As recentes pautas do Superior Tribunal Militar, responsável por julgar delitos cometidos por militares das Forças Armadas sob o Código Penal Militar, lançam luz sobre as principais transgressões ocorridas nos quartéis das Forças Armadas Brasileiras nos últimos meses. Uma análise detalhada dessas pautas revela uma tendência interessante ao mesmo tempo que preocupante: uma proporção significativa dos crimes está vinculada a questões financeiras.
Das infrações listadas para julgamento nas 10 últimas pautas divulgadas pela Justiça Militar da União, crimes como estelionato, peculato, peculato-furto, furto qualificado e os relacionados à Lei de Licitações somam 30 casos. Isso indica que, de todos os delitos cometidos por militares, aproximadamente 30% têm motivações financeiras.
Crimes como desacato, deserção e violência contra inferior, embora comuns, são em número bem menor do que os crimes onde os acusados tem o objetivo de obter alguma vantagem financeira.

• [Exercício proposto 1]
Indique se cada afirmação a seguir está de acordo com o artigo sobre os crimes julgados pelo Superior Tribunal Militar, respondendo sim ou não e transcrevendo literalmente o trecho decisivo. (a) O Superior Tribunal Militar julga delitos cometidos por militares das Forças Armadas sob o Código Penal Militar. (b) A análise abrangeu as 20 últimas pautas divulgadas pela Justiça Militar da União. (c) Crimes como desacato e deserção são mais numerosos do que os crimes cometidos para obter vantagem financeira.
• [Exercício proposto 2]
Redija a continuação do artigo sobre os crimes julgados pelo Superior Tribunal Militar, começando imediatamente após a última frase apresentada.

• [Dados fornecidos]

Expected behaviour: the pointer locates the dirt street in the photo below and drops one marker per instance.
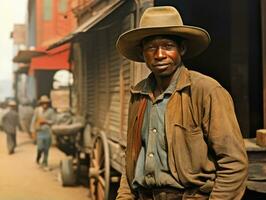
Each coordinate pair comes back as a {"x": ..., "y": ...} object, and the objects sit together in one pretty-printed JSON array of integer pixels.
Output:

• [Resposta esperada 1]
(a) Sim: "responsável por julgar delitos cometidos por militares das Forças Armadas sob o Código Penal Militar".
(b) Não: "nas 10 últimas pautas divulgadas pela Justiça Militar da União".
(c) Não: "são em número bem menor do que os crimes onde os acusados tem o objetivo de obter alguma vantagem financeira".

• [Resposta esperada 2]
Um militar na graduação de subtenente, que optou por não se identificar, ouvido por telefone, revelou à Revista Sociedade Militar que certas práticas irregulares acabaram se tornando comuns para solucionar problemas com rapidez dentro das instituições militares, o que para ele contribui – em sua visão – com esse alto índice de ilícitos.
Segundo explica, uma dessas práticas é conhecida como “química”. O procedimento acontece quando uma unidade militar possui recursos destinados a uma atividade específica, como um serviço, mas se depara com a necessidade urgente de adquirir um material. A urgência pode vir da visita iminente de um chefe militar, de uma operação importante etc. Para não desapontar a liderança ou falhar na missão – muitas vezes o superior, comandante, chefe… grita algo como “se vira, dê o seu jeito” – o subordinado acaba buscando soluções alternativas. Ele se aproxima de um fornecedor, geralmente alguma empresa mais recorrente em contratos e solicita a emissão de uma nota fiscal fictícia, como se um serviço específico tivesse sido prestado. Posteriormente, alguém dentro da unidade confirma o recebimento do “serviço”. Após deduzir os impostos e até cobrar um “ágio”, o fornecedor devolve o valor em dinheiro vivo à unidade, permitindo a compra do material desejado e – infelizmente – o mau uso do dinheiro, que dessa vez é em espécie e fica livre para ser utilizado onde o “gestor” bem entender.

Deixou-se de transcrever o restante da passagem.